> _What needs to be done_:
Copy all of the material below word for word, keeping each line in its original order.

> _Exercise materials_:

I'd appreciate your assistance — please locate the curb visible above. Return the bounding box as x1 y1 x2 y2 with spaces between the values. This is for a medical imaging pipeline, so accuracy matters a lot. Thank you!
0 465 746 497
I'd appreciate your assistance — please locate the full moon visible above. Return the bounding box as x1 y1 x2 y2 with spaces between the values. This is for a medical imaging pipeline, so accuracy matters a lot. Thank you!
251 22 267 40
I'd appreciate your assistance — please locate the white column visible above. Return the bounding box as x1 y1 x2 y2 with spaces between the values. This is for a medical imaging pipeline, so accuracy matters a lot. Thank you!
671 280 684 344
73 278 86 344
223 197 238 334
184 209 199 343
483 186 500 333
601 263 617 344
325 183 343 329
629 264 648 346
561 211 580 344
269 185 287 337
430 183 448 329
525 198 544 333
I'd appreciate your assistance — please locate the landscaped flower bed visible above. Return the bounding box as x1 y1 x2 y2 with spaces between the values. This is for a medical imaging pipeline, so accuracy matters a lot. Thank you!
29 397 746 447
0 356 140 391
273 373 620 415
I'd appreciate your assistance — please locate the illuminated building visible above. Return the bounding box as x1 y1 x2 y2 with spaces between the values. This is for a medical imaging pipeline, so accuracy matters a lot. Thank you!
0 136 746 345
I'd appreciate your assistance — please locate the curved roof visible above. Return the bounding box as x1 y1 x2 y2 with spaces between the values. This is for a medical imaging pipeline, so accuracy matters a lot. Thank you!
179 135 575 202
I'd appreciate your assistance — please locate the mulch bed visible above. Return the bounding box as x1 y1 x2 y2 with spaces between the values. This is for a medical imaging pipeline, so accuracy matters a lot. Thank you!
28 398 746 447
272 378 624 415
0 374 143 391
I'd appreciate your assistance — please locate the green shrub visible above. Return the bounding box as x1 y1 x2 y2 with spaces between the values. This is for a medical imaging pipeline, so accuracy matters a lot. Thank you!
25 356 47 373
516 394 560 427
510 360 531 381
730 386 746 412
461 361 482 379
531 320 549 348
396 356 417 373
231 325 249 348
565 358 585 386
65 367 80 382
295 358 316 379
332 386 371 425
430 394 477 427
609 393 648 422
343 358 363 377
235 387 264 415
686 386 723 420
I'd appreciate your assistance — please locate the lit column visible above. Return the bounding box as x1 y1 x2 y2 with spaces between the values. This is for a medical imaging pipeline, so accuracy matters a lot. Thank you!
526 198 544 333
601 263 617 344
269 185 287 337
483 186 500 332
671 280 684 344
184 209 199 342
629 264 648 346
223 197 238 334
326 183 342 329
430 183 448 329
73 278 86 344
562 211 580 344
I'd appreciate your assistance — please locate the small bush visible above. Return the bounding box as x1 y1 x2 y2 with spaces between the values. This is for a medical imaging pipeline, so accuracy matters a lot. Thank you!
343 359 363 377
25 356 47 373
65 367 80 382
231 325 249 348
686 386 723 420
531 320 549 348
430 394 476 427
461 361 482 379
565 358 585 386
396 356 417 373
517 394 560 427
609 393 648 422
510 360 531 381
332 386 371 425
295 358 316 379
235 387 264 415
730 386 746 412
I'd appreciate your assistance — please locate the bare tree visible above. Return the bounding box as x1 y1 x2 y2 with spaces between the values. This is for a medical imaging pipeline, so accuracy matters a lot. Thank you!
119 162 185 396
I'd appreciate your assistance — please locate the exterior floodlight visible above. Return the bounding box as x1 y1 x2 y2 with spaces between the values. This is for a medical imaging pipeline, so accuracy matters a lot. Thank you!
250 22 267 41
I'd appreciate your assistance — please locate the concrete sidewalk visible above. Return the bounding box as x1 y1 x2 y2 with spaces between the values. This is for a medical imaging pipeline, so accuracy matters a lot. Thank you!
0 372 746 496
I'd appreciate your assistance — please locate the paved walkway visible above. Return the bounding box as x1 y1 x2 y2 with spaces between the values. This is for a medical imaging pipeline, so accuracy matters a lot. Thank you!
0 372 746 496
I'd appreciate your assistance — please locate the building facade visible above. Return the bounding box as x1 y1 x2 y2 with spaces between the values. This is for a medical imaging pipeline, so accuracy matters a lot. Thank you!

> _Task response_:
I'd appreciate your assistance — please locate the curb visible above. Return the bounding box as x1 y1 x2 y2 with spaces between the values. This is for a medical imaging pipeline, so accuracy matters a lot. Thank you!
0 465 746 497
I'd appreciate your assistance — please locate the full moon visible above. Return the bounding box as x1 y1 x2 y2 with spaces between the values. This is for a medical imaging pipeline, so accuracy matters a lot. Thank you!
251 22 267 40
I'd appreciate your assistance — please locate the white column visible above. Return the bounding box as x1 y1 x2 y2 with spaces between the values. This is for a medical imaging pipeline, so accuracy matters a lot. Thank you!
671 280 684 344
73 278 86 344
223 197 238 334
184 209 199 343
483 186 500 333
601 263 617 344
325 183 343 329
629 264 648 346
561 211 580 344
269 185 287 337
430 183 448 329
525 198 544 333
I'd appreciate your assistance — please locate the landscaped flower bed visible above. Return the bounding box as x1 y1 x2 y2 with spaces between the values. This is for a medical imaging pipeline, so accuracy matters a lot. Thank you!
29 397 746 447
0 356 140 391
273 373 620 415
I'd appreciate your assistance — please locate the illuminated building visible above. Return the bounding box as x1 y1 x2 y2 with spaces between the values. This is for a medical imaging pipeline, so accuracy matters a lot. Thank you!
0 136 746 345
I'd appreciate your assistance — please locate the curved roof visible above. Return the bounding box as x1 y1 x2 y2 with spaces between the values. This is for a medical imaging pipeline, so accuracy matters a lot. Thank you!
179 135 575 202
I'd appreciate your assistance — please locate the mulch bed visible above. Return the bounding box as x1 y1 x2 y2 with spaces between the values. This is for a medical imaging pipeline, so accuracy matters a lot. Thank you!
28 398 746 447
272 378 624 415
0 374 143 391
I'd appreciate your assistance — please locate the green shrub visible above. Return the bounding box as x1 y1 x2 y2 with spaces between the values. This is for a medical imaging pipeline, so accuracy matters a lot. Thank you!
25 356 47 373
516 394 560 427
510 360 531 381
730 386 746 412
461 361 482 379
531 320 549 348
396 356 417 373
231 325 249 348
565 358 585 386
65 367 80 382
295 358 316 379
332 386 371 425
430 394 477 427
609 393 648 422
343 358 363 377
235 387 264 415
686 386 723 420
I'd appreciate your assistance — please locate the lit column visible above. Return the bounding box as x1 y1 x2 y2 with spaces between the values. This is for a medical imaging pipeline, so accuracy matters a lot. Thank you!
526 198 544 333
601 263 617 344
269 185 287 337
483 186 500 332
671 280 684 344
184 209 199 342
629 264 648 346
223 197 238 334
326 183 342 329
430 183 448 329
73 278 86 344
562 211 580 344
I'd appreciate your assistance — please locate the small bush visible above. Return the bounding box as x1 y1 x2 y2 with spaces between the values. This is for a medical imaging pipeline, so accuracy matters a lot. Thank you!
343 359 363 377
25 356 47 373
65 367 80 382
231 325 249 348
686 386 723 420
531 320 549 348
430 394 476 427
461 361 482 379
565 358 585 386
396 356 417 373
517 394 560 427
609 393 648 422
510 360 531 381
332 386 371 425
295 358 316 379
235 387 264 415
730 386 746 412
I'd appreciate your assistance — please locate the bare tree visible above. Return the bounding box as x1 y1 x2 y2 with spaces between the values. This is for a medical imaging pipeline, so accuracy matters a lot. Thank you!
119 162 185 396
I'd appreciate your assistance — please locate the exterior floodlight visible above. Return the bounding box as x1 y1 x2 y2 with spaces between the values. This is for a medical imaging pipeline, so accuracy matters a lot. Thank you!
250 22 267 41
I'd appreciate your assistance — please locate the concrete sidewalk visible above. Return the bounding box as x1 y1 x2 y2 with spaces between the values. This is for a medical imaging pipeline, so accuracy matters a lot. Thank you!
0 372 746 496
I'd appreciate your assistance — please locate the paved walkway visible above. Return the bounding box as x1 y1 x2 y2 with spaces between the values. This is for a medical imaging pipeline, so accuracy matters a lot. Thank you!
0 372 746 496
I'd appreciate your assistance — please locate the building facade visible above. Return the bounding box as x1 y1 x2 y2 with spaces between the values. This is for a medical imaging pipeline, so accuracy matters a lot. Thank you!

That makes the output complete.